Description of the task:
Here is a block of records. Copy every line in it that includes "pink".

(Point localization data)
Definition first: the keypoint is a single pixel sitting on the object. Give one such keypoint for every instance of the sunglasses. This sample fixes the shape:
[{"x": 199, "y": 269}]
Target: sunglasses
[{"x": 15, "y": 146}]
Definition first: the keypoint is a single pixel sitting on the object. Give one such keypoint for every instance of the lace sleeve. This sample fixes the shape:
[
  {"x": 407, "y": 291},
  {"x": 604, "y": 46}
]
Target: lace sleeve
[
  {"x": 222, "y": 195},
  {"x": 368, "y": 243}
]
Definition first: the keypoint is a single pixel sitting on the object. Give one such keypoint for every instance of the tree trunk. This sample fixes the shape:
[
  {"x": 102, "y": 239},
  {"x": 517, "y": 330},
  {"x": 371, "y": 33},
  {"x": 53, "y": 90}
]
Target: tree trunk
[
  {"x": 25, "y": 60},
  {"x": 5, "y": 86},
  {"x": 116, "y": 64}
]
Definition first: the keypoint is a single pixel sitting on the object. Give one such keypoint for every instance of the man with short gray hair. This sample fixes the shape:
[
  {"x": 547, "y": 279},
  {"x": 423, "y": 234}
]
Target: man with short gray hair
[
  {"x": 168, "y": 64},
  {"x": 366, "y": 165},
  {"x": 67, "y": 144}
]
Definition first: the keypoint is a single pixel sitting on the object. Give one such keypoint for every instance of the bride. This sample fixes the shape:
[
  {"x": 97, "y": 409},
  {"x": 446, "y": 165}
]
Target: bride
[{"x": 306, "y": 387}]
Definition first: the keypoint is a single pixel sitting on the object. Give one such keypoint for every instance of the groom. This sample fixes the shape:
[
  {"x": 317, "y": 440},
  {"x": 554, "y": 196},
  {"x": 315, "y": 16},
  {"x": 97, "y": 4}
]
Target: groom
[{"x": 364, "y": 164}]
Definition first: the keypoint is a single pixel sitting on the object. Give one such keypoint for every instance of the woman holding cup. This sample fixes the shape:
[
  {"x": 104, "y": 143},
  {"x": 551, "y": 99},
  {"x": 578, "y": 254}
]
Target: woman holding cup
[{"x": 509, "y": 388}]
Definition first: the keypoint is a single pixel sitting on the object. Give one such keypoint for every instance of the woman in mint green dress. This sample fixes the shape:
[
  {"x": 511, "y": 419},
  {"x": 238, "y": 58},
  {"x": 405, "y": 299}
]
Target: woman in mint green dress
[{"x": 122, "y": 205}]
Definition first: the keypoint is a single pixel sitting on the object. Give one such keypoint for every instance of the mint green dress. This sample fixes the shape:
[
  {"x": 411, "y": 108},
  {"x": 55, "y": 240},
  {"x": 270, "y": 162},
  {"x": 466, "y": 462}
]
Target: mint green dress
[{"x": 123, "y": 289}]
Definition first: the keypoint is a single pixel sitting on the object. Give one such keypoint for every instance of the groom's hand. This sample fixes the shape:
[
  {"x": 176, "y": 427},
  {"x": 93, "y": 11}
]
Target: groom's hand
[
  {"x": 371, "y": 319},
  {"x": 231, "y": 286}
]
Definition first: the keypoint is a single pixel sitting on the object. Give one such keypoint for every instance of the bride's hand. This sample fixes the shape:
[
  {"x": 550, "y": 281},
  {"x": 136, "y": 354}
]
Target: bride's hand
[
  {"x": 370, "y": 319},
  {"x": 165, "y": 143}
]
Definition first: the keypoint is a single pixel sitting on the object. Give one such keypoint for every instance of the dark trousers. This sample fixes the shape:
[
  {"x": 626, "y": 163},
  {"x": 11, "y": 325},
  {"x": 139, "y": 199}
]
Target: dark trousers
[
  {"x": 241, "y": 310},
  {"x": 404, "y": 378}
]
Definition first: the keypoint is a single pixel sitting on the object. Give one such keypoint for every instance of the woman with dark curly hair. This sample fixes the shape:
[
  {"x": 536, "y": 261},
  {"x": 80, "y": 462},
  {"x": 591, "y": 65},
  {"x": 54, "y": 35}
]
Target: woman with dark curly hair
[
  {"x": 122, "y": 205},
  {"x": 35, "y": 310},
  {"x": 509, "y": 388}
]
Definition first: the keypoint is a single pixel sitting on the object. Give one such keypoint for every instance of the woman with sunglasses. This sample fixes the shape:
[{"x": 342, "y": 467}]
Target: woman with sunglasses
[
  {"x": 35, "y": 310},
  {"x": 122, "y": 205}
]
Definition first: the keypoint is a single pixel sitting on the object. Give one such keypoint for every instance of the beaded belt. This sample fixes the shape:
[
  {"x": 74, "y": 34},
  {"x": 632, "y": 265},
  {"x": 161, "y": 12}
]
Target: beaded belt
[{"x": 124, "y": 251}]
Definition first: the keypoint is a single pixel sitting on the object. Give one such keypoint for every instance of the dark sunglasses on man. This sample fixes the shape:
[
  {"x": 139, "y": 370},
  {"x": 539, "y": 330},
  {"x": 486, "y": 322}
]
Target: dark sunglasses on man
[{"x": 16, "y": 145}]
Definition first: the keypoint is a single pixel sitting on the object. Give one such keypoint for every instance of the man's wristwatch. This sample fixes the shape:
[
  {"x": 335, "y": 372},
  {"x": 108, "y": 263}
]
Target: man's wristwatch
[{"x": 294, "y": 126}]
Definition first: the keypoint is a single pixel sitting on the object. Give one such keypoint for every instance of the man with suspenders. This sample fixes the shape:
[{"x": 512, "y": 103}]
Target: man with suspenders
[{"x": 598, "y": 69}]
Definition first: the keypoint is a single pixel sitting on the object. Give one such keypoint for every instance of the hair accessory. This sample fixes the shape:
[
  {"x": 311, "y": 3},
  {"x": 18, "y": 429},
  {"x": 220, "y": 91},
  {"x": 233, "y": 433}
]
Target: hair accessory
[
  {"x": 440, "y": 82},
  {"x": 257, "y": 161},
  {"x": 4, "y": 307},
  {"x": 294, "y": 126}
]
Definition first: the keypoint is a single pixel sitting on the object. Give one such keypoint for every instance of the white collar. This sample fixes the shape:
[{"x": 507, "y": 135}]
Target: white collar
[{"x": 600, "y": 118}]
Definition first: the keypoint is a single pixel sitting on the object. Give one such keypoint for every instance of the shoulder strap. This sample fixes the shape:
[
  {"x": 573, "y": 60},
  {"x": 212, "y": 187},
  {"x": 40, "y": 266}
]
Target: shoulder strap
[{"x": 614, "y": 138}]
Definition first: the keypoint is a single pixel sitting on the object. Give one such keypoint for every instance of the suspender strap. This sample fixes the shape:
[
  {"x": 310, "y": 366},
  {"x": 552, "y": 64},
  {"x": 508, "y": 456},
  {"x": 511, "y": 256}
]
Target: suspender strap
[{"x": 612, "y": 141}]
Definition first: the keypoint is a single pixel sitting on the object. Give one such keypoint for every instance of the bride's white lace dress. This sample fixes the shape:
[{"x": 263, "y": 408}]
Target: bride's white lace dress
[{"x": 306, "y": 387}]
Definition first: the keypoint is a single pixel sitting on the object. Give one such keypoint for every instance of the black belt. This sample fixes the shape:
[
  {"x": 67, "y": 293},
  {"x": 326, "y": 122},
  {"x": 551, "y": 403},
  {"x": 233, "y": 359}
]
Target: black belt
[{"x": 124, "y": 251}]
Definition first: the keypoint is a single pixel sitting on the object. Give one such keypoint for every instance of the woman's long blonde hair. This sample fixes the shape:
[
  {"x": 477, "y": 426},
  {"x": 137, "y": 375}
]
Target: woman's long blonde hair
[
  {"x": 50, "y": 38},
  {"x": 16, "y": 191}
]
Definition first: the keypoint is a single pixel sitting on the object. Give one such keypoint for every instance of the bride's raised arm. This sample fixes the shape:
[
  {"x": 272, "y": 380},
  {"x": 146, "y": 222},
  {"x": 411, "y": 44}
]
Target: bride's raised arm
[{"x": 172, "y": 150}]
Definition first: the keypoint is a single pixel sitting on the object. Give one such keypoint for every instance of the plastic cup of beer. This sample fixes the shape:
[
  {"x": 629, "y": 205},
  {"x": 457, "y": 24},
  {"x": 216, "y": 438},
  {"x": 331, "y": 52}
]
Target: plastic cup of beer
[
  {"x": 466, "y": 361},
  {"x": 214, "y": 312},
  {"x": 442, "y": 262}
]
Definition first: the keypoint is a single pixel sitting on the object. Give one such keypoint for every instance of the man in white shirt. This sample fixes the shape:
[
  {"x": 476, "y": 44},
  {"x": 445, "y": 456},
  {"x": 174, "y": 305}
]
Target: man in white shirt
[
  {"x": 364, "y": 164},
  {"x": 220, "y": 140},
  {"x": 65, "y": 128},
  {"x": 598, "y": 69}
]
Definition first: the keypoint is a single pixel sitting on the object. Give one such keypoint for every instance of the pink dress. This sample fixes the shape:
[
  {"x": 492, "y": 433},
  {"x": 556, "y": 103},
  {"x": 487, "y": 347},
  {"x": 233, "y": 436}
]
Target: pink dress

Response:
Definition first: the keypoint is a single pixel sitting on the object. Give one such keypoint for every instance of the pink dress. This sample fixes the shape:
Target: pink dress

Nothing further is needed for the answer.